» **TEXTO DE ORIGEM**:

Uma das coisas mais complexas no cotidiano de uma
Casa Espírita é administrar as diferenças comportamentais
entre os trabalhadores. Aqui e ali, por um motivo ou por outro, pipocam
os atritos e melindres, muitas vezes encobertos pelo silêncio
em nome da “caridade”, mas evidentes nos olhares atravessados,
nos recadinhos indiretos e não raras vezes no afastamento inexplicável
daquele companheiro que parecia tão entusiasmado... Quando
chega a este ponto é que a guerra de persona, idéias
e vibrações já atingiu o seu ponto máximo.
Não desanimemos. Onde há gente há
problemas. Graças a Deus!... Porque onde há gente há
também muito trabalho a ser feito e muita oportunidade de crescimento
espiritual em contato com o outro. A grande questão é
como trabalhar as tais diferenças de forma que, apesar delas,
haja uma convivência realmente fraterna e saudável sem
prejuízo do trabalho.
Todos somos diferentes e isso obedece a um propósito Divino.
A natureza é assim. Se os iguais se atraem, os diferentes se
complementam. Aquilo que para mim é prazeroso e fácil
de realizar, já não é para o outro e vice-versa.
É preciso apenas saber identificar, respeitar e integrar essas
diferenças, abandonando aquele equivocado conceito de uniformidade
que robotiza, que exige consenso em nome de uma harmonia questionável
e disponibilidade integral em nome da dedicação; Que
deixa implícita a exigência de todos rezarmos na mesma
cartilha e de estarmos aptos e disponíveis todo o tempo a todo
o tipo de tarefa na Casa Espírita se quisermos figurar no rol
dos “trabalhadores da última hora”, dos “escolhidos”.
Pronto. Já temos aí o esteriótipo criado e “sacramentado”.
Quem não se enquadrar está fora.
Este é o ponto. Os problemas nos Grupos Espíritas acontecem
não por causa das diferenças, mas pela nossa inabilidade
em trabalhar com elas enquanto trabalhadores e lideranças.
Lembremos que a diversidade das flores e ramagens é que confere
a beleza e harmonia que nos encanta num jardim, mas por trás
de tudo está o trabalho do paisagista, que traçou canteiros
e reuniu espécies, combinando cores, formas e, sobretudo, considerando
os níveis de resistência e fragilidade para dispor a
localização de cada planta. O mesmo se dá na
Instituição Espírita. Companheiros com características
diversas de personalidade, amadurecimento e aptidão podem estabelecer
uma perfeita harmonia em sua diversidade. Mas o “paisagismo”

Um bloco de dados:
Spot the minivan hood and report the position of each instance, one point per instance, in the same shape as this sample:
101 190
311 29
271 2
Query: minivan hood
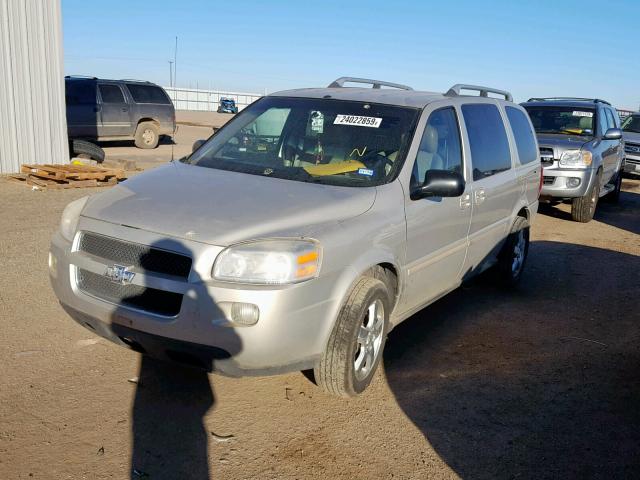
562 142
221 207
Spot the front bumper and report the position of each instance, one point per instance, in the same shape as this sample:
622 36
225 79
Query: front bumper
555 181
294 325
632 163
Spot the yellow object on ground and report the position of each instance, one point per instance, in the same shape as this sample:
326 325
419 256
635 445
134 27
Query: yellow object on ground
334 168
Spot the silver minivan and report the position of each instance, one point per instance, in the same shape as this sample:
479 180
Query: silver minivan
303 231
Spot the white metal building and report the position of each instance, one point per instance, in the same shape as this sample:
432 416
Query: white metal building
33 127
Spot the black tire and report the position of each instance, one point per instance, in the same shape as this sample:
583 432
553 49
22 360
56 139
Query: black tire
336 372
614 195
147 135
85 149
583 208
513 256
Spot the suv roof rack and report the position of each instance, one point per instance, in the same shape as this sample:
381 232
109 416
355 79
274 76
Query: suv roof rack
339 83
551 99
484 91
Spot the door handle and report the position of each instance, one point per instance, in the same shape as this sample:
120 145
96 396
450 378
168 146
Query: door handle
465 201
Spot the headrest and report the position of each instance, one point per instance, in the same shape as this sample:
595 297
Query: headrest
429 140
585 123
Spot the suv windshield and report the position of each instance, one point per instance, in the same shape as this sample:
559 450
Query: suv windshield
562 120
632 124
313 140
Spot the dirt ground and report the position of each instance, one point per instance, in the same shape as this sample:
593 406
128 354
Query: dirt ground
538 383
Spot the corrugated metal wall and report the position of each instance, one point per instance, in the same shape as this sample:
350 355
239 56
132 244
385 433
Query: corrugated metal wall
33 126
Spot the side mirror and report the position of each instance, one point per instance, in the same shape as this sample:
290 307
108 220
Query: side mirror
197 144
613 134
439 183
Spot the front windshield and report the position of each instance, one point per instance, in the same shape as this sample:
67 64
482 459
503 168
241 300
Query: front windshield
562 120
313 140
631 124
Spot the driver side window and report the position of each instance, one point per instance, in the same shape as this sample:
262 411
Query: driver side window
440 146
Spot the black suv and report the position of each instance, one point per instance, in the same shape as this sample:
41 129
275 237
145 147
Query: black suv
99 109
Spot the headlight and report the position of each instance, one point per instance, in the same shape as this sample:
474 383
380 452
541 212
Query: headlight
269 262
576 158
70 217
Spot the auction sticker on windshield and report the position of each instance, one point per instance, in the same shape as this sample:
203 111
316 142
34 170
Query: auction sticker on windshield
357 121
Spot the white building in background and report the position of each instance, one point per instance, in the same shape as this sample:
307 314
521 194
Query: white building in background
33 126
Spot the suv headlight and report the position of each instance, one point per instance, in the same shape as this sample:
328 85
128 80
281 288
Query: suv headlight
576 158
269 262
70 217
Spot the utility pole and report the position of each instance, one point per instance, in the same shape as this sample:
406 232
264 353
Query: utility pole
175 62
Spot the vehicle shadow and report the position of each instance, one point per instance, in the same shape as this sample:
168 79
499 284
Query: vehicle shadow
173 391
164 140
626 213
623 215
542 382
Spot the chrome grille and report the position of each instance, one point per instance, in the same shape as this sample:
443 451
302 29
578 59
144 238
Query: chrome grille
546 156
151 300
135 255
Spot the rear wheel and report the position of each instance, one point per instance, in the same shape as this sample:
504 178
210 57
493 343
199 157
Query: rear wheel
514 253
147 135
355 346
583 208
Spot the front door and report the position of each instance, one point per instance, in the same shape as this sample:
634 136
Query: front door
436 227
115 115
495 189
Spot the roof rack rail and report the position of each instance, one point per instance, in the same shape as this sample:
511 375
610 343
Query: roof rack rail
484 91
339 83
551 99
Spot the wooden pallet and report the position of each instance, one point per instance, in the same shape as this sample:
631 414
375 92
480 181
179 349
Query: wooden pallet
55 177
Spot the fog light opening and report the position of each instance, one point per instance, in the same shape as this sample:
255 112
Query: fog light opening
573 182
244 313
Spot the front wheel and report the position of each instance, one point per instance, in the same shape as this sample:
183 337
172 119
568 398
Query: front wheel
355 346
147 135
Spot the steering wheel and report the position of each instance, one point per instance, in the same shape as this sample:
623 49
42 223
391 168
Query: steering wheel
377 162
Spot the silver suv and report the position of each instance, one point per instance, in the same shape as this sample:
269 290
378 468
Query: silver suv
--
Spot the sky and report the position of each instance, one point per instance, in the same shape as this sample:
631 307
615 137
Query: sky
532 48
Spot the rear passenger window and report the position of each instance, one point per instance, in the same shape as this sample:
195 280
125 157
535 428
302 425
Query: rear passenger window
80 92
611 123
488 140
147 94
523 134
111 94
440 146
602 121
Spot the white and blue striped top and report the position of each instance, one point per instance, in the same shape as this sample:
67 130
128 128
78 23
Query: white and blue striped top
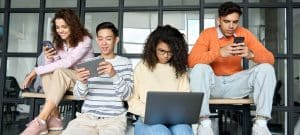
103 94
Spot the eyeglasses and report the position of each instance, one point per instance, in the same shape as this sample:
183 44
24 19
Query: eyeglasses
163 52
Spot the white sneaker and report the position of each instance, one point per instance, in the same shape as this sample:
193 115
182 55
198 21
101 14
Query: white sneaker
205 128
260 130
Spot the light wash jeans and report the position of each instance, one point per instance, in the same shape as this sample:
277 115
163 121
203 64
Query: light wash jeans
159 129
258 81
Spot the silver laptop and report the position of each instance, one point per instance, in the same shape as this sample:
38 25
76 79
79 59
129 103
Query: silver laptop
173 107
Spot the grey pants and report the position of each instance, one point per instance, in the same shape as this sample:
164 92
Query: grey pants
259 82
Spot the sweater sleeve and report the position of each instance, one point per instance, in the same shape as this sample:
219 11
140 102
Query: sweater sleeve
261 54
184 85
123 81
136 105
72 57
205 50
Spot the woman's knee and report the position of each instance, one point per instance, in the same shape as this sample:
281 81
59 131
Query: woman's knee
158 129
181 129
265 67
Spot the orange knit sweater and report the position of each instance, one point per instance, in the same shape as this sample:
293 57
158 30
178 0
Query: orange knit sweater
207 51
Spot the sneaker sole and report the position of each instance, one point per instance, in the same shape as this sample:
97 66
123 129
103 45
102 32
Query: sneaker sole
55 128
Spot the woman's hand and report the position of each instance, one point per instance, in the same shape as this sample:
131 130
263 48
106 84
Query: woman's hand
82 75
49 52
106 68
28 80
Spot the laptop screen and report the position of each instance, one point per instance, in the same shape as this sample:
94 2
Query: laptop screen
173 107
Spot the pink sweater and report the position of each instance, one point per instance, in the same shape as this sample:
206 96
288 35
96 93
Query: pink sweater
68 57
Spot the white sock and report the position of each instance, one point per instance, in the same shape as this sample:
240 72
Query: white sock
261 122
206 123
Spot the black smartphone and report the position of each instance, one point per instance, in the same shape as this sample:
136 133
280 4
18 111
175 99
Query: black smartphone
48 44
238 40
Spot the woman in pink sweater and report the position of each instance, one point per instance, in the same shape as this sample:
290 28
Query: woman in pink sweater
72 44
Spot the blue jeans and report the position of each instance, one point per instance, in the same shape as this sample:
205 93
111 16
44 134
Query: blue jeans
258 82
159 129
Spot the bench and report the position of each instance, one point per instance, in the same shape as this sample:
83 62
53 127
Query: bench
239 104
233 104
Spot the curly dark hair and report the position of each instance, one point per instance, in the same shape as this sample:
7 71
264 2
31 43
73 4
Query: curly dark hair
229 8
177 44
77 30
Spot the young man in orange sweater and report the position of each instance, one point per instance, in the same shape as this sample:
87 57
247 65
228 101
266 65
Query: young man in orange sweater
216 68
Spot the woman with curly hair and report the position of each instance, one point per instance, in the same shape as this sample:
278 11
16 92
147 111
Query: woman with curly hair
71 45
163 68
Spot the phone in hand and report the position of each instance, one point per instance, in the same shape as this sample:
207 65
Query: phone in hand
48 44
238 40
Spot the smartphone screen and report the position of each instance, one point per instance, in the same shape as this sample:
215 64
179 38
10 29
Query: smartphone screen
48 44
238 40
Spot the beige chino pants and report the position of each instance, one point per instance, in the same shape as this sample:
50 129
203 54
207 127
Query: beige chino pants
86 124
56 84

» **TAREFAS SOLICITADAS**:
**A)** Indique se cada afirmação abaixo está de acordo com o texto sobre a convivência na Casa Espírita, respondendo sim ou não e citando literalmente as palavras do texto que justificam a resposta. (i) Os problemas nos Grupos Espíritas acontecem por causa das diferenças. (ii) As diferenças entre as pessoas obedecem a um propósito divino. (iii) O paisagista considera os níveis de resistência e fragilidade ao dispor as plantas.
**B)** Atualize o trecho do texto sobre a convivência na Casa Espírita que começa em "Não desanimemos. Onde" e termina em "um propósito Divino.", substituindo "crescimento" por "amadurecimento".
**C)** Prossiga com a redação do texto sobre a convivência na Casa Espírita a partir do ponto em que ele termina.

» **RESPOSTAS POR TAREFA**:
**A)**
(i) Não: "não por causa das diferenças, mas pela nossa inabilidade em trabalhar com elas enquanto trabalhadores e lideranças"
(ii) Sim: "Todos somos diferentes e isso obedece a um propósito Divino."
(iii) Sim: "considerando os níveis de resistência e fragilidade para dispor a localização de cada planta"

**B)**
Não desanimemos. Onde há gente há
problemas. Graças a Deus!... Porque onde há gente há
também muito trabalho a ser feito e muita oportunidade de amadurecimento
espiritual em contato com o outro. A grande questão é
como trabalhar as tais diferenças de forma que, apesar delas,
haja uma convivência realmente fraterna e saudável sem
prejuízo do trabalho.
Todos somos diferentes e isso obedece a um propósito Divino.

**C)**
cabe aos dirigentes.
Quem não conhece no seu grupo, por exemplo, alguém que
se encaixe no perfil trabalhador “Faz-tudo”? Isso mesmo.
Ele parece ter mil e uma utilidades. Dinâmico, disponível,
ágil, este companheiro pode ser extremamente útil na
execução de atividades práticas. Mas não
o chame para reuniões de planejamento porque ou não
vai comparecer ou vai cochilar. Para ele é um martírio
ficar parado.
Já tem aquele que é o “viajante de plantão”;
é aquele companheiro idealista, que sonha, faz projetos para
o futuro e de vez em quando chega com uma idéia fantástica
que ele jura que foi uma inspiração do mundo espiritual
(e não importa de onde venha se for viável e positiva).
Excelente para atuar no planejamento, estruturação e
reestruturação das atividades, com ele em cena não
há acomodação que resista. Está sempre
propondo, ousando, criando, buscando alternativas inovadoras para
a solução de velhos problemas de uma forma que “ninguém
tinha pensado nisso antes...”Mas na hora de desmontar uma mesa...
é parafuso pra todo lado e martelada no dedo.
Ah, e que grupo não tem o “certinho”? Extremamente
racional e organizado, tudo ele anota, quantifica, formaliza. Para
ele tudo tem que estar “preto no branco”. Quem melhor
para atuar na área administrativa? Afinal, registrar, fazer
contas, controlar e distribuir recursos na medida certa é com
ele mesmo.
Por outro lado temos o “artista”, aquele que não
abre mão do lúdico e está sempre a inserir música,
teatro e outras manifestações de arte em todas as atividades.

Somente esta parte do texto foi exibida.